_What you should do_
Scan the records for the line containing "the white upper". From there through the last line, write out each line exactly.

Top of Task material

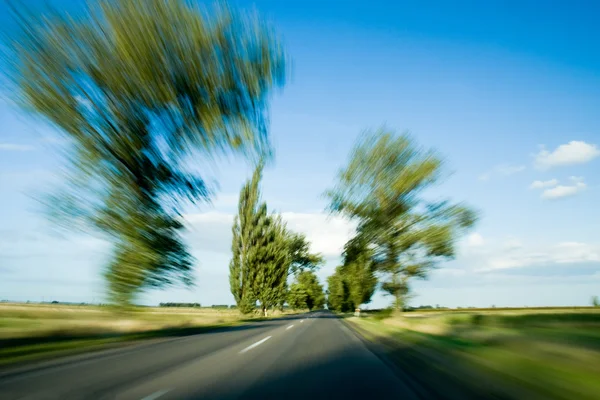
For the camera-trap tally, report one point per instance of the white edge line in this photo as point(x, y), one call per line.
point(156, 395)
point(255, 344)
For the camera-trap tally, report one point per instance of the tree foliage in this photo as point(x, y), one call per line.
point(297, 297)
point(309, 283)
point(338, 292)
point(271, 264)
point(359, 271)
point(246, 232)
point(138, 87)
point(381, 188)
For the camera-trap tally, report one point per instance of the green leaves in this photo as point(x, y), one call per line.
point(139, 87)
point(401, 235)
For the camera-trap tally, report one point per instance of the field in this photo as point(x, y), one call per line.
point(527, 353)
point(33, 331)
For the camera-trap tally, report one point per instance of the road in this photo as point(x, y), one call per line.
point(310, 356)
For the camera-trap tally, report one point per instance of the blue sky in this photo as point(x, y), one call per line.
point(507, 91)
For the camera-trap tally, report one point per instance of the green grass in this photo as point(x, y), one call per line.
point(552, 355)
point(41, 331)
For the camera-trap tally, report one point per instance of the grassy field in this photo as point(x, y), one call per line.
point(531, 353)
point(35, 331)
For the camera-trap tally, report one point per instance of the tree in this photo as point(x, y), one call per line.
point(302, 259)
point(270, 263)
point(358, 271)
point(381, 189)
point(338, 292)
point(246, 231)
point(309, 283)
point(138, 87)
point(297, 297)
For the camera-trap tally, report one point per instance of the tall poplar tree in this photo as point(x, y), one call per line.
point(271, 263)
point(247, 230)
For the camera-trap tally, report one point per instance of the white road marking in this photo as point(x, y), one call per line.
point(255, 344)
point(156, 395)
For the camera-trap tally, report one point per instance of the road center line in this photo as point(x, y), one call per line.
point(156, 395)
point(255, 344)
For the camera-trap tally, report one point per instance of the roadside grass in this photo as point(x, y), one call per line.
point(43, 331)
point(549, 355)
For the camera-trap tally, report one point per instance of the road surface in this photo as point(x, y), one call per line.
point(310, 356)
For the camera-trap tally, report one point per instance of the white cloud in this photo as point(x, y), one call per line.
point(543, 184)
point(502, 170)
point(574, 152)
point(512, 244)
point(15, 147)
point(512, 254)
point(475, 240)
point(561, 191)
point(507, 170)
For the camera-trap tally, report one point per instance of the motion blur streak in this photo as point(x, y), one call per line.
point(139, 88)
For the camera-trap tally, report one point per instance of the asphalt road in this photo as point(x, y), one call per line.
point(311, 356)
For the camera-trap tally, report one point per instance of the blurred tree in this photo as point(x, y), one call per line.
point(380, 188)
point(247, 228)
point(302, 259)
point(140, 87)
point(270, 263)
point(297, 297)
point(358, 271)
point(309, 283)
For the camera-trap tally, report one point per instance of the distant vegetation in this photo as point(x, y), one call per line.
point(180, 305)
point(400, 235)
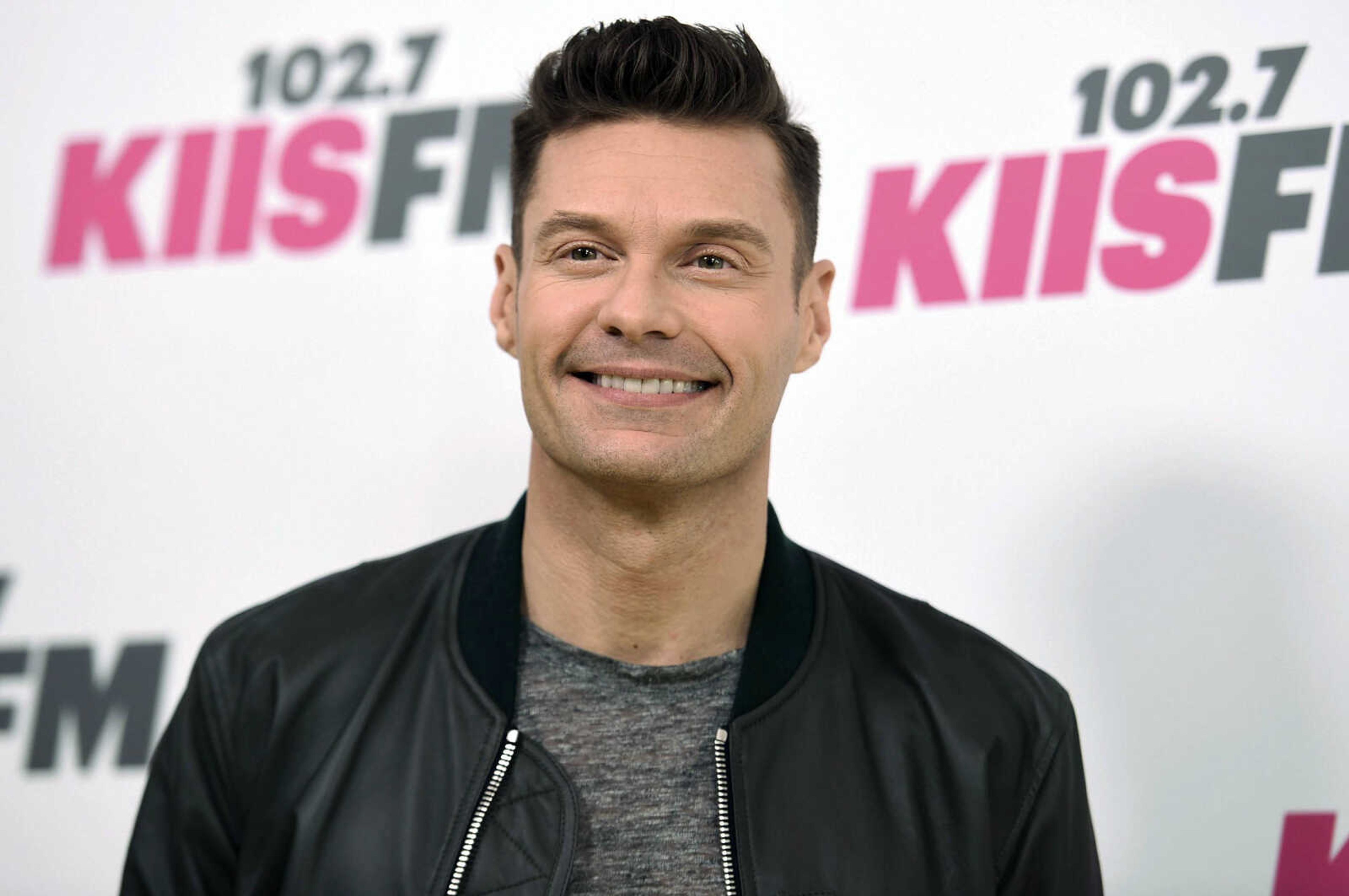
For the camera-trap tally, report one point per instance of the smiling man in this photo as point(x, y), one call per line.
point(636, 683)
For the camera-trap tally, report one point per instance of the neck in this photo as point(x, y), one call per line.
point(651, 580)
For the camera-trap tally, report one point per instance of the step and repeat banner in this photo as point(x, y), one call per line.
point(1088, 386)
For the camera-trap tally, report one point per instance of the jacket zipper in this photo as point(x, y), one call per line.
point(485, 802)
point(724, 811)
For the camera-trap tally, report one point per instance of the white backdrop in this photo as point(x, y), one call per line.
point(1142, 490)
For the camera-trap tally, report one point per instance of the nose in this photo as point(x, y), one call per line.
point(640, 306)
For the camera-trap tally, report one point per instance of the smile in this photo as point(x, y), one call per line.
point(647, 386)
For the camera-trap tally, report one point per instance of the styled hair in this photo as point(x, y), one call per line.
point(674, 72)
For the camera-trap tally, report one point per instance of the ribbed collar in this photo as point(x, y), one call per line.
point(489, 614)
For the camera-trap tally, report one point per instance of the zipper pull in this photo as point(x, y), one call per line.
point(724, 810)
point(485, 802)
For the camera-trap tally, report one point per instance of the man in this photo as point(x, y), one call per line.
point(636, 683)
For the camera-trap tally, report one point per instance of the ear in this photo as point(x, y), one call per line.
point(813, 304)
point(504, 300)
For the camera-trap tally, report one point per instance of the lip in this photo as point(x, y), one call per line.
point(640, 400)
point(641, 373)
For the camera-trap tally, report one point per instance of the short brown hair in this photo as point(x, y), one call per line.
point(670, 71)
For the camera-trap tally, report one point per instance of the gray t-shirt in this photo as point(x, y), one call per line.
point(637, 744)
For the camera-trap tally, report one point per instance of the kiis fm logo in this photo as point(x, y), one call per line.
point(1308, 862)
point(908, 233)
point(72, 701)
point(312, 166)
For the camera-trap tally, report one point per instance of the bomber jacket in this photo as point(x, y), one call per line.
point(355, 736)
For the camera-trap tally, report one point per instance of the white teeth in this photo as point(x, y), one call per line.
point(647, 386)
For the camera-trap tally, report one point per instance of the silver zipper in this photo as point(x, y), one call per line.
point(485, 802)
point(724, 811)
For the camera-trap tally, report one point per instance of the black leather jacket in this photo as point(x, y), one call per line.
point(353, 737)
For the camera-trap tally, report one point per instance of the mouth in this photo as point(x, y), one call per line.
point(647, 386)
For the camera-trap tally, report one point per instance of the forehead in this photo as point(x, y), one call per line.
point(656, 173)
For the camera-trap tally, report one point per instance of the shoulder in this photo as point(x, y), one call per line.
point(983, 687)
point(340, 616)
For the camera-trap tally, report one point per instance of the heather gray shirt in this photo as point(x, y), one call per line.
point(637, 744)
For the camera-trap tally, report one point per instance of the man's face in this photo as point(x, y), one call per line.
point(653, 312)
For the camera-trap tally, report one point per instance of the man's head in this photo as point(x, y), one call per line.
point(659, 290)
point(672, 72)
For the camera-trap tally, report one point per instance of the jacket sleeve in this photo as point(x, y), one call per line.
point(1053, 848)
point(184, 841)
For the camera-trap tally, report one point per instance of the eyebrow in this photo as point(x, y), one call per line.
point(708, 230)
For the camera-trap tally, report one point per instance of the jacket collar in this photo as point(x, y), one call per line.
point(489, 619)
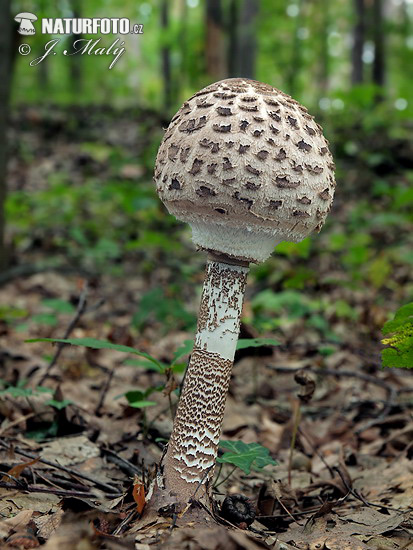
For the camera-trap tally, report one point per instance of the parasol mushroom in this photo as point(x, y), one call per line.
point(246, 167)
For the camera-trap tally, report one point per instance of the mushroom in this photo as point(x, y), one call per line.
point(247, 167)
point(26, 25)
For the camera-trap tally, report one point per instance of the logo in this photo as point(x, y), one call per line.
point(26, 23)
point(77, 26)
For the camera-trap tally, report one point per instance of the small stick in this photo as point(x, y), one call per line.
point(36, 489)
point(81, 306)
point(104, 391)
point(296, 421)
point(108, 488)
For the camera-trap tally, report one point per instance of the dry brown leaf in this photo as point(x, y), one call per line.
point(15, 523)
point(48, 523)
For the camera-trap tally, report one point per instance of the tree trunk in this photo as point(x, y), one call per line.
point(184, 43)
point(75, 64)
point(166, 57)
point(296, 59)
point(215, 41)
point(324, 51)
point(357, 74)
point(232, 29)
point(188, 465)
point(6, 25)
point(379, 63)
point(247, 43)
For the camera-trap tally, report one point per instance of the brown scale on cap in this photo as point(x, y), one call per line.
point(278, 155)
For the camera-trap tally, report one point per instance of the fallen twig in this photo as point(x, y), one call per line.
point(108, 488)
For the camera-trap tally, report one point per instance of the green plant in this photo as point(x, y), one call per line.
point(245, 455)
point(399, 350)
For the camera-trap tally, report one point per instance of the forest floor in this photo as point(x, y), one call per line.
point(77, 441)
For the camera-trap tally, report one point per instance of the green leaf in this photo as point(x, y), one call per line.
point(44, 319)
point(246, 455)
point(59, 404)
point(399, 352)
point(244, 343)
point(17, 392)
point(98, 344)
point(141, 404)
point(144, 363)
point(58, 305)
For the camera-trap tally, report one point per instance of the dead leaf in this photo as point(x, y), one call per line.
point(48, 524)
point(18, 469)
point(138, 494)
point(16, 523)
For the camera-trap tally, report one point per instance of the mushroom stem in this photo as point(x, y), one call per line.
point(189, 462)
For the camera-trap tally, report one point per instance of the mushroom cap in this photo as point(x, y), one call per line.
point(247, 167)
point(29, 16)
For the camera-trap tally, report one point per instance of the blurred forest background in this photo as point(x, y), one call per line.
point(88, 250)
point(81, 142)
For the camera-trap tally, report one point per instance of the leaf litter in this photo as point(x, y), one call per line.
point(75, 474)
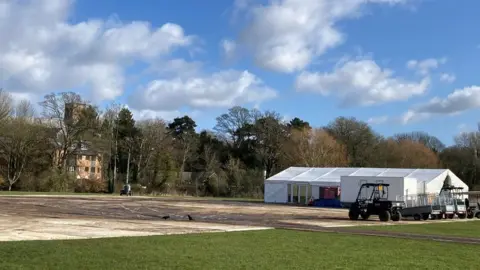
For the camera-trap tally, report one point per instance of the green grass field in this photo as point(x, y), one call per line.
point(460, 229)
point(272, 249)
point(26, 193)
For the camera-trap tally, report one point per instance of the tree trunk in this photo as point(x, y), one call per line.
point(128, 166)
point(115, 165)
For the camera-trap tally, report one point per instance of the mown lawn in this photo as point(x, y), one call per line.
point(173, 197)
point(272, 249)
point(23, 193)
point(461, 229)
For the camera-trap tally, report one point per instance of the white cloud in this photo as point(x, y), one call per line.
point(448, 78)
point(378, 120)
point(457, 102)
point(423, 67)
point(228, 48)
point(176, 67)
point(218, 90)
point(285, 35)
point(361, 82)
point(45, 52)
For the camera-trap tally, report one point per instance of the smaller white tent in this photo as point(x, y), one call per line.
point(298, 184)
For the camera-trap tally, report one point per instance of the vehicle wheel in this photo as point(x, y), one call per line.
point(396, 216)
point(384, 216)
point(353, 214)
point(365, 216)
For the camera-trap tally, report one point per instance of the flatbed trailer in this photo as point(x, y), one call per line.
point(420, 212)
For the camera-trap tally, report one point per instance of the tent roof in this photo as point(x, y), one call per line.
point(308, 174)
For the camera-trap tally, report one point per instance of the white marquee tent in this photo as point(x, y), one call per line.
point(298, 184)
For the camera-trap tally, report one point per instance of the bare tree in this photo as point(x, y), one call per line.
point(19, 140)
point(228, 124)
point(6, 103)
point(270, 134)
point(65, 112)
point(153, 139)
point(315, 148)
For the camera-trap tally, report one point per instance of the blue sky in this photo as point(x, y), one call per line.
point(375, 35)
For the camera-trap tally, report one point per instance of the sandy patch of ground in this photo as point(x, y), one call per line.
point(22, 228)
point(76, 217)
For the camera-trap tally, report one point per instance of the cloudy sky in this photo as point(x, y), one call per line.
point(401, 65)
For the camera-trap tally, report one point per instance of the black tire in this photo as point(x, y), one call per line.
point(365, 215)
point(384, 216)
point(353, 215)
point(396, 216)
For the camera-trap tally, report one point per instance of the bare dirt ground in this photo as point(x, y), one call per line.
point(76, 217)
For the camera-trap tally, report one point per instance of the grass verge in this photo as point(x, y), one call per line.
point(172, 197)
point(459, 229)
point(272, 249)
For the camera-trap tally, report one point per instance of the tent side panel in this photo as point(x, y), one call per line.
point(411, 186)
point(436, 184)
point(275, 193)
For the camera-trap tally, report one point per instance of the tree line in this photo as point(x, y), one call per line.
point(232, 159)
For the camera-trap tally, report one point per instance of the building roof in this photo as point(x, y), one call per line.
point(311, 175)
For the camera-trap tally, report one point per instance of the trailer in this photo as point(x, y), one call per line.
point(420, 207)
point(452, 202)
point(398, 186)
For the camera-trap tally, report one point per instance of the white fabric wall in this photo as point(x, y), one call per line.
point(436, 184)
point(276, 193)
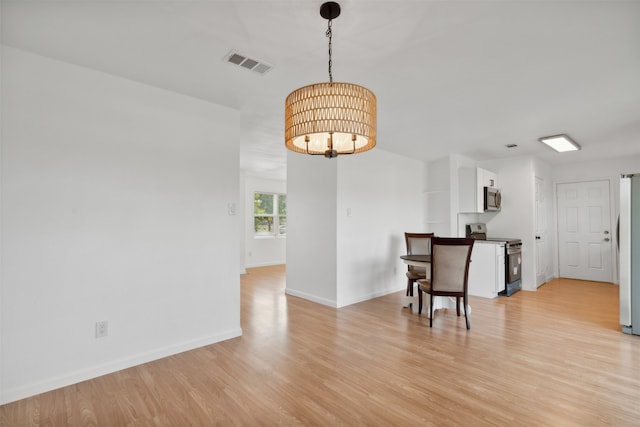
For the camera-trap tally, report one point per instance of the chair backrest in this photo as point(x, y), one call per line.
point(418, 244)
point(450, 257)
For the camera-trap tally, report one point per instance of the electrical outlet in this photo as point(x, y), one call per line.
point(102, 329)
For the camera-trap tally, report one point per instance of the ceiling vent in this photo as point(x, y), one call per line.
point(247, 63)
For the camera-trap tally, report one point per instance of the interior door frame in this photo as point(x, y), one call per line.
point(613, 216)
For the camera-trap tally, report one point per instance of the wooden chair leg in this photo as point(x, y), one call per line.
point(466, 311)
point(430, 310)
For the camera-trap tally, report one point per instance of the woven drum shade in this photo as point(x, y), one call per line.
point(330, 119)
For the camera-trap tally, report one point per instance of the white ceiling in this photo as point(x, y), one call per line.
point(450, 76)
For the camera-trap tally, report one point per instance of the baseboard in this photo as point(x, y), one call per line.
point(372, 295)
point(18, 393)
point(265, 264)
point(314, 298)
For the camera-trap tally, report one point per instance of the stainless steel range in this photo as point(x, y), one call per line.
point(512, 259)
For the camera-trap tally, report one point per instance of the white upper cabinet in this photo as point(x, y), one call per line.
point(471, 183)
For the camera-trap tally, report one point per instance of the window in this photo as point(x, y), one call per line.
point(269, 214)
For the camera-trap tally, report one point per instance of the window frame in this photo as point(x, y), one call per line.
point(276, 217)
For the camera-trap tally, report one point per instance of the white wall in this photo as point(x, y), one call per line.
point(114, 207)
point(378, 200)
point(261, 251)
point(347, 219)
point(311, 227)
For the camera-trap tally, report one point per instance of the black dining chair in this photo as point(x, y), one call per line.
point(450, 259)
point(417, 244)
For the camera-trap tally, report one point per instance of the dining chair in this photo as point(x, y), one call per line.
point(450, 258)
point(417, 244)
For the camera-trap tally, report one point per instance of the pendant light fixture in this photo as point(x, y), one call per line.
point(330, 119)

Bottom of Task material

_Answer area_
For the camera-trap tally, report one point per instance of the white upper cabinet in this photo as point(x, y), one call per line.
point(471, 183)
For the camera-trap tally, report one point per instance of the window in this photo as point(x, y), one call per line.
point(269, 214)
For the camera-trap tally, report one point per instance of the window frame in this photo as point(x, y), one call per line.
point(276, 217)
For the camera-trap tally, report one point per instance of the white wall in this photo as point(x, y), one call per line.
point(114, 207)
point(378, 200)
point(261, 251)
point(347, 219)
point(311, 227)
For the camera-trap tally, report one point per instance of the black dining chair in this photo as point(x, y), one call per line.
point(450, 259)
point(417, 244)
For the camera-trap tally, report one point per instance of the dining chair in this photo as point(x, y), one call per line.
point(450, 258)
point(417, 244)
For the camera-trap tally, report one point per instance of the pendant light fixture in this photo as point(x, y), one call per line.
point(330, 119)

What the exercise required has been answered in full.